> **Source document**:
##############################

We love to spend our money on products and services that enrich our families’ lives. We see the attractive shelves, but we often don’t see what it takes to bring those products to their points of purchase—with the deeply discounted prices we love.

Well, unbeknownst to us, an unforeseen and unpredictable force arrived in the form of a global pandemic and all too quickly our purchasing power did not seem so powerful—or even important. In a matter of weeks, we came to terms with the fact we may be forced to shift, reexamine, and re-imagine the ways in which we produce, transport, and deliver all of the products we consider so dear to our existence; that the mechanisms we use to make global sourcing decisions may have ignored the disruption risk on the very businesses they were designed to serve. Rather than approaching global sourcing with an eye of achieving the lowest possible cost—and potentially pay a heavier price later—now, we are forced to examine our methodologies under the lens of “total value contribution.”

What Does This Have to do With India?

##############################

> **Provided information**:
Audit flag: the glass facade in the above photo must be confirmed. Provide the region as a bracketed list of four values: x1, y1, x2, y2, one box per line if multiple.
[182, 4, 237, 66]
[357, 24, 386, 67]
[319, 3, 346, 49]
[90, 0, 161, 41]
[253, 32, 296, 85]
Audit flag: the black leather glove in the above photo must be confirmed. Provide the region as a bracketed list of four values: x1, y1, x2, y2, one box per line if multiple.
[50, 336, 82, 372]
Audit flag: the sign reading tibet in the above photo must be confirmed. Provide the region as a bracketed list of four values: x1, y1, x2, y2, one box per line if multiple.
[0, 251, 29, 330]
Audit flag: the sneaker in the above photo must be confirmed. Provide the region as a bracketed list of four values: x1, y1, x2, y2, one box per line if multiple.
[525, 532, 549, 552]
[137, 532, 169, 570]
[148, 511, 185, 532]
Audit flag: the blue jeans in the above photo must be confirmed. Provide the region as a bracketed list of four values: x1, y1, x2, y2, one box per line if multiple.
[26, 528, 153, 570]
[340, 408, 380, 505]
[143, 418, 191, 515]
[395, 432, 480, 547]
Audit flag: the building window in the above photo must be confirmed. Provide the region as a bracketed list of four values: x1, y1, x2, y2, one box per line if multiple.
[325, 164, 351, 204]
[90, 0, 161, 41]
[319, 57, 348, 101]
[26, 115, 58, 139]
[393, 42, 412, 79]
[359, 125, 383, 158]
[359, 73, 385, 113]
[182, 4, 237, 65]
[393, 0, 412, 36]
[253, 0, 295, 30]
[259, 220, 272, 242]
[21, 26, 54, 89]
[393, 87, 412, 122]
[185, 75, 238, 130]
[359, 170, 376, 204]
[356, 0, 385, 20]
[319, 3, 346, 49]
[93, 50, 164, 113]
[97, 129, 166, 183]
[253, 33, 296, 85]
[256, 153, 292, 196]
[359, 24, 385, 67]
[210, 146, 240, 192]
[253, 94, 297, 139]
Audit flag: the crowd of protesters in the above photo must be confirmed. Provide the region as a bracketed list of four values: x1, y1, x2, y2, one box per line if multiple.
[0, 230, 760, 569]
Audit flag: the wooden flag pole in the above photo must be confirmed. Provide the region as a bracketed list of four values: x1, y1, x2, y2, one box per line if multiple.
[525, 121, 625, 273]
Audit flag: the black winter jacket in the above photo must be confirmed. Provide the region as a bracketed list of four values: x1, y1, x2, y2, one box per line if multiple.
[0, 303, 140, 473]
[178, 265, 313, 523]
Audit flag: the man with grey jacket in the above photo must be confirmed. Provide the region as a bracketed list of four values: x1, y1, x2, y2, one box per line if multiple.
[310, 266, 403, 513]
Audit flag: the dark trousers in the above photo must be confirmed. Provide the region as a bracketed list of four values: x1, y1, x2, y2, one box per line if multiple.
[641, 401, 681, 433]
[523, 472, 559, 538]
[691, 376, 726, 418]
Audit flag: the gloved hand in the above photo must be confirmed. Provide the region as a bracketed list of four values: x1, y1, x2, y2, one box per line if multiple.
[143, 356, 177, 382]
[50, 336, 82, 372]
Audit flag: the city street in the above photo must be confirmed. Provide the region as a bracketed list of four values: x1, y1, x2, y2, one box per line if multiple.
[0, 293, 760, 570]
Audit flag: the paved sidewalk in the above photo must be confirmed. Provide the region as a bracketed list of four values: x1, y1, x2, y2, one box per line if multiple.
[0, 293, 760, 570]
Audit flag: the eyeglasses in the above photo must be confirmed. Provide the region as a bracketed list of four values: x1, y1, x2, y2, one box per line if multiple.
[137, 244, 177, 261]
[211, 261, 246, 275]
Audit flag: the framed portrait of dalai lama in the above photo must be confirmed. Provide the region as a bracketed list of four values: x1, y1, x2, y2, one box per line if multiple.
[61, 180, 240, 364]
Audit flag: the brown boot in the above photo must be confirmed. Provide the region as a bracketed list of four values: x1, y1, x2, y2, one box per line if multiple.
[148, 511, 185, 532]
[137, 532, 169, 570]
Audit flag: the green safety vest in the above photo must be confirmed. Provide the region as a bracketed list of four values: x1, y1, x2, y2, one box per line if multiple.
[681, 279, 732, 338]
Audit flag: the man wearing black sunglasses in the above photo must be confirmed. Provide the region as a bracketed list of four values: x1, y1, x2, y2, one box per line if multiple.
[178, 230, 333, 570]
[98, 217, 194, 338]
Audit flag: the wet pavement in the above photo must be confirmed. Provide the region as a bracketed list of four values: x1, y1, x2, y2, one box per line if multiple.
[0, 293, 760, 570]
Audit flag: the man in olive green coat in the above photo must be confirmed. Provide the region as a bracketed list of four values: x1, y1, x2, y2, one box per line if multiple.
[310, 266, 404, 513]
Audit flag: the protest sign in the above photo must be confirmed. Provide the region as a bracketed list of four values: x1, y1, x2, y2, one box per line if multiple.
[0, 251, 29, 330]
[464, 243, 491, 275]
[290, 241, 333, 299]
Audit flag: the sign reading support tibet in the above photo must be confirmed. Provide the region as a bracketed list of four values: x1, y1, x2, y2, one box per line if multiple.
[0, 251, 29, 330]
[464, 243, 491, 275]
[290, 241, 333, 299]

##############################

Translate this sentence from the global sourcing text into Spanish: "We love to spend our money on products and services that enrich our families’ lives."

Nos encanta gastar nuestro dinero en productos y servicios que enriquecen la vida de nuestras familias.